## TRY IT
Transcribe the records below. Leave every word as it is.

=== DATASET EXTRACT ===

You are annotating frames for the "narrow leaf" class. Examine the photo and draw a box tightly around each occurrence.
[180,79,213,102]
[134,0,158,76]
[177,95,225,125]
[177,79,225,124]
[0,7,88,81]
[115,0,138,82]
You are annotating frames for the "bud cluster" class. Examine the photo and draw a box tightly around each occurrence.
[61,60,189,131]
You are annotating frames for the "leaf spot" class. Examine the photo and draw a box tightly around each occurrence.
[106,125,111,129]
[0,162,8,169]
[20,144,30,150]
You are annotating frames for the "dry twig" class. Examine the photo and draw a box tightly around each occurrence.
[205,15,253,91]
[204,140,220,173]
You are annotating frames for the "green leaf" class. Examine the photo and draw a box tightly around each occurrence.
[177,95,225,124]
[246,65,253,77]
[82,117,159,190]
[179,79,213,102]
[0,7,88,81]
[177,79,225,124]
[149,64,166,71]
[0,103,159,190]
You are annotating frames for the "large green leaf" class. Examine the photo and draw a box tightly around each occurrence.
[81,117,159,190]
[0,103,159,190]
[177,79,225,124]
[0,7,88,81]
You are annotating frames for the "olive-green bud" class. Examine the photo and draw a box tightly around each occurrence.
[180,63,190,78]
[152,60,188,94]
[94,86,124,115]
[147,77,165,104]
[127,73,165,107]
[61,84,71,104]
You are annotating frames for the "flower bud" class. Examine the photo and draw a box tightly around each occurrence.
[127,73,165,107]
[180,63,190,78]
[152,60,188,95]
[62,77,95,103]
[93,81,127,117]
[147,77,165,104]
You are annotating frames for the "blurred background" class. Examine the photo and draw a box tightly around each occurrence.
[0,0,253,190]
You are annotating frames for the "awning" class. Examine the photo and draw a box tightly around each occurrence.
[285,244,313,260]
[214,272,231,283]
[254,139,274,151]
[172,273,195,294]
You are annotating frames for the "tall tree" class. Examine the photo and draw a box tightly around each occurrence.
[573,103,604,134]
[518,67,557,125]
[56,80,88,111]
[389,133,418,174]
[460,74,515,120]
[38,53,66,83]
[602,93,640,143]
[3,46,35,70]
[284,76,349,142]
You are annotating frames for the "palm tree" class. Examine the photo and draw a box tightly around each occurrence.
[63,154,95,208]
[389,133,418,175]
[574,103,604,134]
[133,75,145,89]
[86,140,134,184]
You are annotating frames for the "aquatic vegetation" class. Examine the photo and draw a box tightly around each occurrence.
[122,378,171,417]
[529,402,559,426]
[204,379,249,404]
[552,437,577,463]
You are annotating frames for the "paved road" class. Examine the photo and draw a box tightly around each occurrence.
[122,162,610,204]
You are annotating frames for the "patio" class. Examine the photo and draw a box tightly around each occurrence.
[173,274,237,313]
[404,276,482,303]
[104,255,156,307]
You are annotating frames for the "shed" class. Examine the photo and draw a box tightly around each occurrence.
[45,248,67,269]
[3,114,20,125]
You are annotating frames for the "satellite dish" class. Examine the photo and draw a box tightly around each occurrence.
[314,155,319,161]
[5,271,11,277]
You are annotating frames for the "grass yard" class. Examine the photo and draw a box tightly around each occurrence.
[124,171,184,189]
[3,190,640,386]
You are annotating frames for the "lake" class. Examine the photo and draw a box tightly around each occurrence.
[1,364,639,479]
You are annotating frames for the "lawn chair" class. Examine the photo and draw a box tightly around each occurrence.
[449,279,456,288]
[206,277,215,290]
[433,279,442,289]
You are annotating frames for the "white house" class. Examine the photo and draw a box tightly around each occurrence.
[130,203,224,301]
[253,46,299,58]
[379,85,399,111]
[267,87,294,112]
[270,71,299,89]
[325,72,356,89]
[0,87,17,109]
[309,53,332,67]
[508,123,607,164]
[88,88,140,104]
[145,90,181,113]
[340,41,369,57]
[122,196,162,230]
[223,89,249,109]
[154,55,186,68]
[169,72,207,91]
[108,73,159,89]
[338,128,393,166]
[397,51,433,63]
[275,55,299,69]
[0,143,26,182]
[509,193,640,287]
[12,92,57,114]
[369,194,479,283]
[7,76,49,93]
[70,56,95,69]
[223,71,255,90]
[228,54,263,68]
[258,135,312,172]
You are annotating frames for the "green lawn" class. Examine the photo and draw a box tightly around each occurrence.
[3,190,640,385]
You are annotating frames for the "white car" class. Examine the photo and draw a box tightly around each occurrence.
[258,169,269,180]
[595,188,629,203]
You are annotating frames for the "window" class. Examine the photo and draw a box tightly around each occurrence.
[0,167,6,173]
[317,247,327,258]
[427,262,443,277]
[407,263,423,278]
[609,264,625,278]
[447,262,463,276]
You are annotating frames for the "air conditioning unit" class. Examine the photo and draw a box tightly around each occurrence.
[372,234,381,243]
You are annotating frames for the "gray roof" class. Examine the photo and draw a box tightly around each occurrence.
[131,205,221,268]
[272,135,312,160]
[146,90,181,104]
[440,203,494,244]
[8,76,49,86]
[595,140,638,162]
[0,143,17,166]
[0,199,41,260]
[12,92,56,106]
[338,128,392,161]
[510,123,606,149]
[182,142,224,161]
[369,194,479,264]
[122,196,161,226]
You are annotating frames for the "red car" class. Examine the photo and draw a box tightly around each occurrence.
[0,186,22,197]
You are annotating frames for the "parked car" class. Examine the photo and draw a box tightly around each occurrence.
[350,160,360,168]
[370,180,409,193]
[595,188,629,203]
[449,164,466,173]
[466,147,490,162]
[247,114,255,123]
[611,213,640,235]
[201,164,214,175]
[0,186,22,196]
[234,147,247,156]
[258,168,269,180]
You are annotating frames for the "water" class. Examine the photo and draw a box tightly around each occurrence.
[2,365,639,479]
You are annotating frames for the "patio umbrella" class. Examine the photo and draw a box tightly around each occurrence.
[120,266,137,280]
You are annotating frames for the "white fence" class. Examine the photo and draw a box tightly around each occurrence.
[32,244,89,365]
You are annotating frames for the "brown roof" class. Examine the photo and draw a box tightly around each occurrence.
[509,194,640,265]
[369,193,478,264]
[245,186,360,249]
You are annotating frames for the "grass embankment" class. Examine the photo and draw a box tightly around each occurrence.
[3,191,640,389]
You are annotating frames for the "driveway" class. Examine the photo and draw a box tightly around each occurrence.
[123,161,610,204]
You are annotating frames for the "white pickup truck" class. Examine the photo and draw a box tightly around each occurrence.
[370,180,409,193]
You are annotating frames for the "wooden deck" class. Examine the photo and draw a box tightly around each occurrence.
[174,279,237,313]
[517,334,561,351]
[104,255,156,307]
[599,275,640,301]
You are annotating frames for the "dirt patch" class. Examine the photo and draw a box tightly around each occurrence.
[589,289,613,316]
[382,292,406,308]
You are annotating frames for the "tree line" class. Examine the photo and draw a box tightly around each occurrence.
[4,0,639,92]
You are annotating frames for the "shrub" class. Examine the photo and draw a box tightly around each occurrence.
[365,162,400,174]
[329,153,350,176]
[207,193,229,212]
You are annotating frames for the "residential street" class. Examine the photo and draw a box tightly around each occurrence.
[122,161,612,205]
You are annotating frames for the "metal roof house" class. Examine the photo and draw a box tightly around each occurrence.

===

## TASK RESPONSE
You are annotating frames for the "narrow leaf" class. Examine the photo and draw a box tightly around each occurrence.
[180,79,213,102]
[134,0,158,76]
[177,95,225,125]
[177,79,225,124]
[0,7,88,81]
[115,0,138,82]
You are annotating frames for the "bud cluster" class. Examine the photo and draw a box tightly around each occurrence.
[61,60,189,131]
You are annotating frames for the "leaf spot" class. Examine the photo and draw a box tightly around each occurrence.
[106,125,111,129]
[0,162,8,169]
[20,144,30,150]
You are annotating frames for the "dry twig" class. Examine the photo and draw a box tightly around each occurrence.
[205,15,253,91]
[204,140,220,173]
You are annotating frames for the "green leaf" class. Examine the photo and draw a box tightly around each occurrence.
[177,95,225,124]
[246,65,253,77]
[82,117,159,190]
[179,79,213,102]
[0,7,88,81]
[177,79,225,124]
[149,64,166,71]
[0,103,159,190]
You are annotating frames for the "large green leaf" class. Examine the photo and draw a box tightly around each occurrence.
[81,117,159,190]
[0,103,159,190]
[177,79,225,124]
[0,7,88,81]
You are annotating frames for the "olive-green bud" class. Examine the photo and draw a box tightly around each occurrence.
[180,63,190,78]
[152,60,188,94]
[94,86,124,115]
[147,77,165,104]
[127,73,165,107]
[61,84,71,104]
You are annotating frames for the "flower bud" class. Examine the photo and draw a box tightly around each occurrence.
[127,73,165,107]
[180,63,190,78]
[152,60,188,95]
[62,77,95,103]
[93,81,127,117]
[147,77,165,104]
You are annotating frames for the "blurred background" class. Examine the photo and draw a box tightly around each occurrence.
[0,0,253,190]
You are annotating frames for the "awning" class. Examine the photo and draw a box tightly around each occurrence.
[285,244,313,260]
[214,272,231,283]
[254,139,274,151]
[172,273,195,294]
You are annotating frames for the "tall tree" class. Examine the photo and draw a box tightly around each occurrence.
[573,103,604,134]
[518,67,557,125]
[56,80,88,111]
[389,133,418,174]
[460,74,515,120]
[38,53,66,83]
[602,93,640,143]
[3,46,35,70]
[284,76,349,142]
You are annotating frames for the "palm tree" class. Examine the photo and draw a box tightly around each occurrence.
[63,154,95,208]
[389,133,418,175]
[574,103,604,134]
[133,75,145,89]
[86,140,134,184]
You are annotating frames for the "aquatic vegetation" class. Examine the photo and draw a box tightly around each occurrence.
[122,378,171,417]
[529,402,559,426]
[204,379,249,404]
[552,437,577,463]
You are annotating frames for the "paved road" class. Examine the photo and draw a box tightly around each occurrence.
[122,162,610,204]
You are annotating frames for the "patio" class. Examine the photo and draw a box tightly around each occurrence.
[173,274,237,313]
[404,276,482,303]
[104,255,156,307]
You are annotating frames for the "shed" class. Examine the photo and draw a box tightly around each occurrence.
[45,248,67,269]
[3,114,20,125]
You are annotating frames for the "satellite dish" class. Examine the photo and draw a box tightly around each occurrence.
[314,155,319,161]
[5,271,11,277]
You are annotating frames for the "grass yard" class. Examine the photo and draw a box tightly around each occurrence.
[124,171,184,189]
[3,190,640,386]
You are annotating frames for the "lake" class. Examine the photo and draw a box tightly around each occurrence.
[1,364,639,479]
You are annotating frames for the "lawn chair" class. Examine the photo and draw a box tightly around each occurrence.
[449,279,456,288]
[206,277,215,290]
[433,279,442,289]
You are annotating frames for the "white house" class. Examine the photo and draw a box tightly around each occurrence.
[130,203,224,301]
[253,46,299,58]
[379,85,399,111]
[267,87,294,112]
[270,71,299,89]
[325,72,356,89]
[0,87,17,109]
[309,53,332,67]
[508,123,607,164]
[88,88,140,104]
[145,90,181,113]
[340,41,369,57]
[122,196,162,230]
[223,89,249,109]
[154,55,186,68]
[169,72,207,91]
[108,73,159,89]
[338,128,393,166]
[397,51,433,63]
[275,55,299,69]
[0,143,26,182]
[509,193,640,287]
[12,92,57,114]
[369,194,479,283]
[7,76,49,93]
[70,56,95,69]
[223,71,255,90]
[228,54,263,68]
[258,135,312,172]
You are annotating frames for the "green lawn" class. Examine the photo and draw a box tightly around each occurrence.
[3,190,640,385]
You are annotating frames for the "white car" class. Examine the photo and draw a box tightly around each occurrence.
[258,169,269,180]
[595,188,629,203]
You are annotating frames for the "window" class. Examine the photo and draw a box tightly around each occurrence.
[0,167,6,173]
[317,247,327,258]
[427,262,443,277]
[407,263,423,278]
[609,264,625,278]
[447,262,463,276]
You are annotating frames for the "air conditioning unit" class. Examine the photo and draw a box tightly around each occurrence.
[372,234,381,243]
You are annotating frames for the "gray roof" class. Examine the photo and draw a box tightly around each occurrence.
[131,205,221,268]
[272,135,312,160]
[146,90,181,104]
[440,203,494,244]
[8,76,49,86]
[595,140,638,162]
[0,143,17,166]
[0,199,41,260]
[12,92,56,106]
[338,128,392,161]
[510,123,606,149]
[182,142,224,161]
[369,194,479,264]
[122,196,161,226]
You are annotating frames for the "red car" class. Examine the photo and draw a box tightly around each occurrence.
[0,186,22,197]
You are annotating frames for the "parked car" class. Examine the photo and draw a box tightly around each occurrence.
[350,160,360,168]
[370,180,409,193]
[595,188,629,203]
[449,164,466,173]
[466,147,490,162]
[247,114,255,123]
[611,213,640,235]
[201,164,214,175]
[0,186,22,196]
[234,147,247,156]
[258,168,269,180]
You are annotating frames for the "water" class. Examine the photo and draw a box tightly around each occurrence.
[2,365,639,479]
You are annotating frames for the "patio umbrella" class. Examine the photo and draw a box tightly around each occurrence.
[120,266,137,280]
You are annotating frames for the "white fence" class. Examine the photo and draw a box tightly around each occurrence.
[32,244,89,365]
You are annotating frames for the "brown roof" class. Examine the photo and draw a box tightly around each occurrence.
[509,194,640,265]
[369,193,478,264]
[245,186,360,249]
You are annotating frames for the "grass embankment" class. Examine the photo and draw a box tightly around each occurrence.
[3,191,640,389]
You are annotating frames for the "driveway" class. Examine the photo and draw a box tightly around each occurrence.
[123,161,610,204]
You are annotating frames for the "white pickup truck" class. Examine the photo and draw a box tightly around each occurrence.
[370,180,409,193]
You are annotating frames for the "wooden deck" class. Examine the photo and draw a box tightly around each occurrence.
[174,279,237,313]
[517,334,561,351]
[104,255,156,307]
[599,275,640,301]
You are annotating frames for the "dirt patch" class. Examine the photo and draw a box tightly around each occurrence.
[589,289,613,316]
[382,292,406,308]
You are annotating frames for the "tree line" class. Examine the photo and draw a box tightly around each occurrence.
[4,0,639,92]
You are annotating frames for the "shrub" class. Examine the photo and draw a box tightly around each occurrence.
[365,162,400,174]
[329,153,350,176]
[207,193,229,212]
You are annotating frames for the "residential street" class. Examine the photo and draw a box tightly around each occurrence.
[122,161,612,205]
You are annotating frames for the "metal roof house" class. Examine the photo and draw a box tightly around each occurrence.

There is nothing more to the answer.